Problem requirements: Leave out the pictures, and quote exactly the lines running from the one with "of the notebook" through the last line of the entries below.

[Opening Records for processing section]

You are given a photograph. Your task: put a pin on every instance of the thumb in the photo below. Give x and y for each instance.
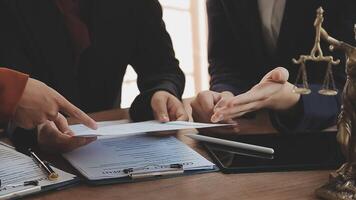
(159, 108)
(72, 111)
(279, 75)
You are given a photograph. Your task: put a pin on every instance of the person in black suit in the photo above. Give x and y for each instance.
(82, 48)
(248, 39)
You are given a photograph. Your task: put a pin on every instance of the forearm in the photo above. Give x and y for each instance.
(12, 85)
(312, 112)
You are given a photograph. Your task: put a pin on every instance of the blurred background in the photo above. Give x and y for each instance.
(186, 23)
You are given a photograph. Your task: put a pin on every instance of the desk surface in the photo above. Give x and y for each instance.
(277, 185)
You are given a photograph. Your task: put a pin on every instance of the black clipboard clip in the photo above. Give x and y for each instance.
(154, 170)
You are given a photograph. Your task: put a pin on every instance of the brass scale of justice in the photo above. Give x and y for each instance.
(316, 55)
(342, 182)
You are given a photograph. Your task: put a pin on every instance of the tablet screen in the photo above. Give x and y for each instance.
(292, 152)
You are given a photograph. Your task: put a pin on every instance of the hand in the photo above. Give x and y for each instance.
(57, 137)
(40, 103)
(203, 109)
(203, 105)
(273, 92)
(167, 107)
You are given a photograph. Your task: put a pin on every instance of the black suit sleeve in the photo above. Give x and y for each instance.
(154, 62)
(13, 55)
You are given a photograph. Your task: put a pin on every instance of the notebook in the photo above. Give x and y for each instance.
(16, 168)
(136, 157)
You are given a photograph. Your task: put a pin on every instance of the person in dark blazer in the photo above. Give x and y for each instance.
(82, 48)
(248, 39)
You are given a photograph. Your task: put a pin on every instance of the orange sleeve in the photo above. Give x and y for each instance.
(12, 85)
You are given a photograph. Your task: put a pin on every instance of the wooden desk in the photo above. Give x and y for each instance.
(278, 185)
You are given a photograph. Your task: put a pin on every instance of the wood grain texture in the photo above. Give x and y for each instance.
(211, 186)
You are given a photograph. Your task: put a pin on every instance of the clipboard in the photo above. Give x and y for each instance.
(43, 184)
(151, 178)
(136, 158)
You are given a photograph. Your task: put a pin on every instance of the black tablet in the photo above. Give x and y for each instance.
(304, 151)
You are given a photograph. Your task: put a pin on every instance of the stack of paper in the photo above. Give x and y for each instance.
(16, 168)
(122, 128)
(107, 158)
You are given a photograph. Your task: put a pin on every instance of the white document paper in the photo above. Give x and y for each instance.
(107, 158)
(16, 168)
(118, 128)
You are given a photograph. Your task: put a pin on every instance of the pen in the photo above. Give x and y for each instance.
(52, 175)
(26, 183)
(167, 170)
(18, 194)
(231, 143)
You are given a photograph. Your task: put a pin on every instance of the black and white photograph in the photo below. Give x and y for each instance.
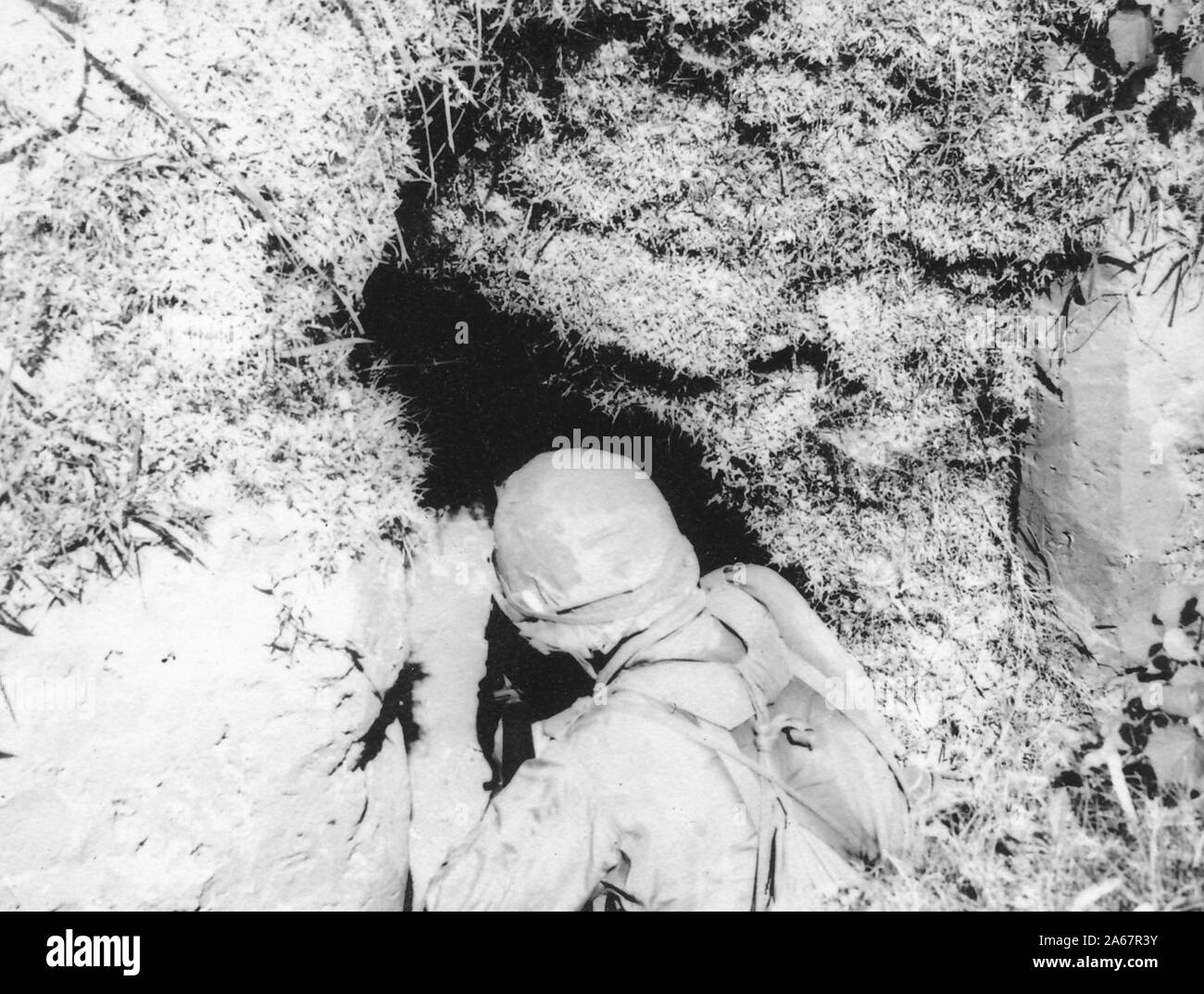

[Closing Records for processing section]

Task answer:
You are given a photograph. Your task: put a pin on every instance of the notebook in the photo above. Give x and y for each instance.
(16, 168)
(136, 157)
You are given a photograph. Your task: put a pin on every instance of the person in dark blazer in the photo above. Give x and y for each instance.
(82, 48)
(248, 39)
You are given a photograph. Your task: put a pin on every instance of the orange sleeve in the photo above. Give x and y for each instance.
(12, 85)
You are given a photograph. Your task: put a pin on every instance of the wooden desk in the photo above. Give x and y for each instance.
(278, 185)
You are given a photograph. Your task: put a pin on every instance of the wood grain texture in the photo above. Give x and y for each instance.
(211, 186)
You are given a photograph. Your task: put a pin on every instance of the clipboard in the photo above. Give x and y for each instance.
(43, 184)
(151, 178)
(136, 158)
You are given a photograph. Your task: put a pin on every instance of the black tablet in the photo above. Give x and y for each instance.
(304, 151)
You are given a photograph. Your task: put a pin on every instance of the stack of paper in the photo above. Give x and y for each instance.
(16, 168)
(122, 128)
(107, 158)
You are given a photograph. Your task: put a pin on every instance of the white document paper in the photo above. Give x and y for each instance.
(107, 158)
(16, 168)
(118, 128)
You are given a photograph. Your task: put a pin on every instance of the pen in the photo above. Give x and y for each instance.
(52, 175)
(26, 183)
(167, 170)
(18, 194)
(231, 143)
You are given a photograph. Your task: put a pin on every instance of the black and white photograph in the photo below. Give x and y for each instance.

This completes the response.